>> BEGIN Extract provided

# Pro golf swing video?



## golf_newbie (Nov 2, 2006)

Anyone know where I can find some free video clips of professional golf swings?

I have been using the free tools on swingacademy.com but they don't seem to provide any videos.

Also, does anyone know if swingacademy does overlapping video?


----------



## Papa Shango (Oct 29, 2006)

Have you tried Youtube?


----------



## golf_newbie (Nov 2, 2006)

Papa Shango said:


> Have you tried Youtube?



I tried but I cannot seem to be able to download the video.

The whole thing about swingacademy is that they require a WMV or AVI

I think I found some good videos.

Thanks for your help.


----------



## mikeos (Nov 2, 2006)

I don't think you can download from youtube but i think it's the best place for swing video and if you study them enough you certainly get a good understanding of what a swing should look like.

I've taken this out onto the course and I'm driving my 3 woods longer than I used to drive my drivers simply by understanding the swing better and not forcing shots, it's a good way to go alright!


----------



## ghost (Nov 6, 2006)

There's an extension for Firefox which allows you to download from youtube...

https://addons.mozilla.org/firefox/2390/


----------



## Police (Oct 26, 2006)

golf_newbie said:


> I tried but I cannot seem to be able to download the video.
> 
> The whole thing about swingacademy is that they require a WMV or AVI
> 
> ...


You may not have the newest version of flash you need that to watch the video to download it you should be ably to at YouTube


----------

>> END Extract provided
>> BEGIN Material shown

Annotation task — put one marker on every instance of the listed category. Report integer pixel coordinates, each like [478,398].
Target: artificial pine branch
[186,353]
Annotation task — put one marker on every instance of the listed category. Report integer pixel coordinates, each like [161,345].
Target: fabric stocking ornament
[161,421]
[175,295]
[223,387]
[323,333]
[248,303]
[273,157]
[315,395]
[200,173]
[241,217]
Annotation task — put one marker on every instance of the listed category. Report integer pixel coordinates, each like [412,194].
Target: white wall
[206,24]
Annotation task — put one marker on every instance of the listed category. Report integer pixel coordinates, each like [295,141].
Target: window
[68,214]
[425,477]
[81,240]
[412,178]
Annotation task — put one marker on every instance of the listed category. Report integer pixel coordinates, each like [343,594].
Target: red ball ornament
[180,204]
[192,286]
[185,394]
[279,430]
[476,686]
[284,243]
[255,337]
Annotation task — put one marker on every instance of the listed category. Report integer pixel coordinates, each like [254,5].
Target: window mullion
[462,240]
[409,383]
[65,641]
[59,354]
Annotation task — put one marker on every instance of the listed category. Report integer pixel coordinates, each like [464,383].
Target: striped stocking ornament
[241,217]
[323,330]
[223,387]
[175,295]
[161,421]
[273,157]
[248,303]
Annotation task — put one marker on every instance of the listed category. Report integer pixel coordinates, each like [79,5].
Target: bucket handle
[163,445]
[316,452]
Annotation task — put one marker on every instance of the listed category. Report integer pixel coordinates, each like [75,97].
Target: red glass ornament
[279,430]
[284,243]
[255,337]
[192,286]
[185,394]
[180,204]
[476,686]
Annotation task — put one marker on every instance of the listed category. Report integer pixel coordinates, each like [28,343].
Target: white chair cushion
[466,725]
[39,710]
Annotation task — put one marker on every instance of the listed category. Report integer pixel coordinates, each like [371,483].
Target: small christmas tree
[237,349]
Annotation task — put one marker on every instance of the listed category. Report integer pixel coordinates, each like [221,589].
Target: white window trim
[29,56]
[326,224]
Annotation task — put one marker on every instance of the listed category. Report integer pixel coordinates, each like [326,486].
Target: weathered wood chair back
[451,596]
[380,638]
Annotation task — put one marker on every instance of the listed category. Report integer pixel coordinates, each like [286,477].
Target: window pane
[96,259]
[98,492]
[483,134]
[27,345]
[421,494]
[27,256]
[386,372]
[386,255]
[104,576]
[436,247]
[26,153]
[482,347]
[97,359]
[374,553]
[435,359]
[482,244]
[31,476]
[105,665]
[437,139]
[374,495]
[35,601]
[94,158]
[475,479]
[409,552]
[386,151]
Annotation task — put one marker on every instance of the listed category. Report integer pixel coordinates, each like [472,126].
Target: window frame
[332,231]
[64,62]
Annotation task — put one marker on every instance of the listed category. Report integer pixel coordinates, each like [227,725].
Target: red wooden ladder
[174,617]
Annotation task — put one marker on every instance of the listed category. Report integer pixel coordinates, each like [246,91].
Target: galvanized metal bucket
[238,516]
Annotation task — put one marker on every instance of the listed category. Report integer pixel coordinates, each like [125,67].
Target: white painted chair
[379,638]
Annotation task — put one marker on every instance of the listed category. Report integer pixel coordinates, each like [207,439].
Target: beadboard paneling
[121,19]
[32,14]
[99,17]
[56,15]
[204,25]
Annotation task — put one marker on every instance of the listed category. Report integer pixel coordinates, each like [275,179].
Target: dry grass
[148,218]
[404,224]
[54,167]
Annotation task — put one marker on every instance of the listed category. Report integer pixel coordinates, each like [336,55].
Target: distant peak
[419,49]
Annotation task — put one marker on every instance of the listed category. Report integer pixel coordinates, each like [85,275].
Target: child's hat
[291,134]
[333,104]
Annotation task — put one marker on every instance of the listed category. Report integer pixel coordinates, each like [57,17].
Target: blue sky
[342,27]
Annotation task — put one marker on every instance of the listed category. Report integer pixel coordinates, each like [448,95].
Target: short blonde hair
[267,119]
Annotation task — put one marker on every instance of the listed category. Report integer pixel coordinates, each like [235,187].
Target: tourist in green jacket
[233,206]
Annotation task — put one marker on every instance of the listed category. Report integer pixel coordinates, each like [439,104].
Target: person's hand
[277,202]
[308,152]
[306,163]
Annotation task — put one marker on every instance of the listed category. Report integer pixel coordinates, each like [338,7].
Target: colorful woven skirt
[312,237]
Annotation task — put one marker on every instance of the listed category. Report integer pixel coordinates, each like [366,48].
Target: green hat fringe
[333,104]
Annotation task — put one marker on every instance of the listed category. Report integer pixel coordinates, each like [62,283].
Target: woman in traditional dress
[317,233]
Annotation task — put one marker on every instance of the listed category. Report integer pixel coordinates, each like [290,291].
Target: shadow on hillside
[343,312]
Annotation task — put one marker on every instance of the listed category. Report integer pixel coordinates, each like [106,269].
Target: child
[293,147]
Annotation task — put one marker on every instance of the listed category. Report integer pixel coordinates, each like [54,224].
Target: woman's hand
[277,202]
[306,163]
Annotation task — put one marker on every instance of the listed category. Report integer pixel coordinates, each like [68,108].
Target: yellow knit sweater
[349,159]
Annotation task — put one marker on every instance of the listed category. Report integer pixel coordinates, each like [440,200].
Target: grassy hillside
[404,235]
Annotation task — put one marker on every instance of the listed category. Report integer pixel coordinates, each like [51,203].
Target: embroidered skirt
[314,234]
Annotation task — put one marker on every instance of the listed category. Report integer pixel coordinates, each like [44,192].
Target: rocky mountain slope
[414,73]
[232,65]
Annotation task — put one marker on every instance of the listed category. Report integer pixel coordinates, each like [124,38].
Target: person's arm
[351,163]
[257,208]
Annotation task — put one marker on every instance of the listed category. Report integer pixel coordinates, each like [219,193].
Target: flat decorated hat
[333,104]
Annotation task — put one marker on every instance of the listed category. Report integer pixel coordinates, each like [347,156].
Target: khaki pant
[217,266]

>> END Material shown

In the forum thread, which two video formats does golf_newbie say swingacademy requires? Answer using only the forum thread, not the material.

WMV or AVI.